§ Extrait du document
....................

Cet article a été publié par Charlie Hebdo le 16 octobre 2013

Le Conseil constitutionnel valide la loi sur l’interdiction de la fracturation hydraulique. Derrière cette « victoire » à la Pyrrhus, tout est prêt, chez les socialos comme à droite, pour le grand voyage vers l’Eldorado.

Vendredi passé, le Conseil constitutionnel, saisi par le Conseil d’État après d’une plainte de l’industriel américain Schuepbach, a validé toute la loi de 2011 sur l’interdiction des gaz de schiste. C’est donc fini, et les cocoricos n’ont pas manqué de s’élever dans le ciel tricolore, de José Bové au ministre de l’Écologie, Philippe Martin. Encore une victoire française !

La décision du Conseil, heureuse à n’en pas douter, cache au passage son lot de très mauvaises surprises. Rappelons pour commencer le contexte du vote de la loi de 2011. À l’extrême fin de l’année 2010, le mouvement contre les gaz de schiste commence ses manifestations, qui font rapidement craindre une jacquerie générale dans les régions les plus concernées, de l’Ardèche à l’Aveyron, en passant par les Cévennes. Le printemps 2011 fait flipper tous les politiques, qui comptabilisent les centaines d’élus locaux, maires en tête, qui montent au front. Sarkozy, déjà lancé dans la campagne de 2012, ne veut pas de bordel dans ses meetings électoraux, et décide de calmer le jeu. De leur côté, les socialos de Hollande pensent tenir un levier supplémentaire en surfant sur la colère du sud de la France.

....................

[Extraits d'un jeu de données d'annotation par points]
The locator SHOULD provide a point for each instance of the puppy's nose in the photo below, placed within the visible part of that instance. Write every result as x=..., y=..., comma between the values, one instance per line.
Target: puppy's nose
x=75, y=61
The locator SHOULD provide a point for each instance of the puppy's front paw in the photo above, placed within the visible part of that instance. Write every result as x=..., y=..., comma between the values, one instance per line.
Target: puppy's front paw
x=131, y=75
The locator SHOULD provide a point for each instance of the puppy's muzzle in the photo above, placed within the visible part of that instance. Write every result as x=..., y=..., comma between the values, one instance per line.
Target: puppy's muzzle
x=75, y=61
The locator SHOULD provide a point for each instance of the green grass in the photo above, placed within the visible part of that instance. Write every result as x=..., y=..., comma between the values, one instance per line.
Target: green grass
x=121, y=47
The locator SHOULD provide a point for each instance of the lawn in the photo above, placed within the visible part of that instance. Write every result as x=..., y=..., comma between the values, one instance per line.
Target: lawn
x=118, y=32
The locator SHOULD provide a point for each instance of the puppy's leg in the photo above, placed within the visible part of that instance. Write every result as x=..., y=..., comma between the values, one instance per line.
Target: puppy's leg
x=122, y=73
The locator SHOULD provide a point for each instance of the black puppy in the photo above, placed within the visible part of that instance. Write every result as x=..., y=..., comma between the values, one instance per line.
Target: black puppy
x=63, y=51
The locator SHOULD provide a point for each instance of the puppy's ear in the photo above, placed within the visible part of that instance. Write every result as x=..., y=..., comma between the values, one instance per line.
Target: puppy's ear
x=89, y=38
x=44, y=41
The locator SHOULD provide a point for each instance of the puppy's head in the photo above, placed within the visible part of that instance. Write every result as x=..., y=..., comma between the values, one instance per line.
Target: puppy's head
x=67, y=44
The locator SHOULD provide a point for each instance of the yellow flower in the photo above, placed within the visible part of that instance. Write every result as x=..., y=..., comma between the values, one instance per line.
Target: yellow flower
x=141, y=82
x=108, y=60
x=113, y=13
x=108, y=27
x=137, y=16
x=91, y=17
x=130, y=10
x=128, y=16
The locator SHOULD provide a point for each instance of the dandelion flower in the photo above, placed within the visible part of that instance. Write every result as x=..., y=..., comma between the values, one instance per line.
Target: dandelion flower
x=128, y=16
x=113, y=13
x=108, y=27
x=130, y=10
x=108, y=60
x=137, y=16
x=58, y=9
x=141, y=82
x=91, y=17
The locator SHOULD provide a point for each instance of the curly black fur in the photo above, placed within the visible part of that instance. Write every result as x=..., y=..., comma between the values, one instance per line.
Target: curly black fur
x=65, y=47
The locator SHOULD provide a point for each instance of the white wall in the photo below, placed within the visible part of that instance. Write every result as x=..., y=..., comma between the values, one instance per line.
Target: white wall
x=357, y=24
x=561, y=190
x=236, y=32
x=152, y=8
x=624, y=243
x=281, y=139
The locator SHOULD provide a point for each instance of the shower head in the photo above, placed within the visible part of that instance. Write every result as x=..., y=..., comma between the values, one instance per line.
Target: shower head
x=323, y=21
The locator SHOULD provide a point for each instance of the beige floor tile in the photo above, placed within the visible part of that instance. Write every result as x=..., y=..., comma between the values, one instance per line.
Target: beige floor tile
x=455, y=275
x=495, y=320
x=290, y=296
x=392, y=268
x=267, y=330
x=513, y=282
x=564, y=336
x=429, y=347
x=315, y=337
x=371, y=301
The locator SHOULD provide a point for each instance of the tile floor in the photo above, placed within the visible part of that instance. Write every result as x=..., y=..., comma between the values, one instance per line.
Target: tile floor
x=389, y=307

....................

§ Liste des tâches
a) Dans l'extrait sur la fracturation hydraulique, quelle institution a saisi le Conseil constitutionnel ?
b) Poursuivez l'extrait sur l'interdiction des gaz de schiste à la suite de sa dernière phrase.

§ Réponses dans l'ordre
a) Le Conseil d'État.

b)
La loi de 2011 sera votée pratiquement à l’unanimité, mais sur la base d’une incompréhension totale des enjeux de l’affaire. Car le sous-sol français fait maladivement saliver les transnationales du pétrole et de la chimie. Pour la raison simple que les estimations des réserves de gaz et de pétrole de schiste – il y a les deux – sont franchement foldingues, même si elles ont souvent été faites au doigt mouillé. L’Institut français du pétrole, public, parlait en 2011 d’un Eldorado de pétrole de schiste sous le Bassin parisien : de quoi assurer entre 70 et 120 années de production d’un pays comme le Koweït.

La droite, qui s’est ressaisie, cassera à coup sûr la loi en cas de retour au pouvoir. Mais la gauche, pour le moment coincée par ses engagements solennels, attend le moment favorable pour ouvrir les vannes. Ce qui dépendra de l’état des lieux mondial et notamment des prix du pétrole et du gaz. Il se murmure raisonnablement fort que le sujet est suivi par Hollande, qui a une ligne directe avec le patron de Total, Christophe de Margerie, via son cousin par alliance Jean-Pierre Jouyet, très vieux pote de notre président et patron de la surpuissante Caisse des dépôts et consignations.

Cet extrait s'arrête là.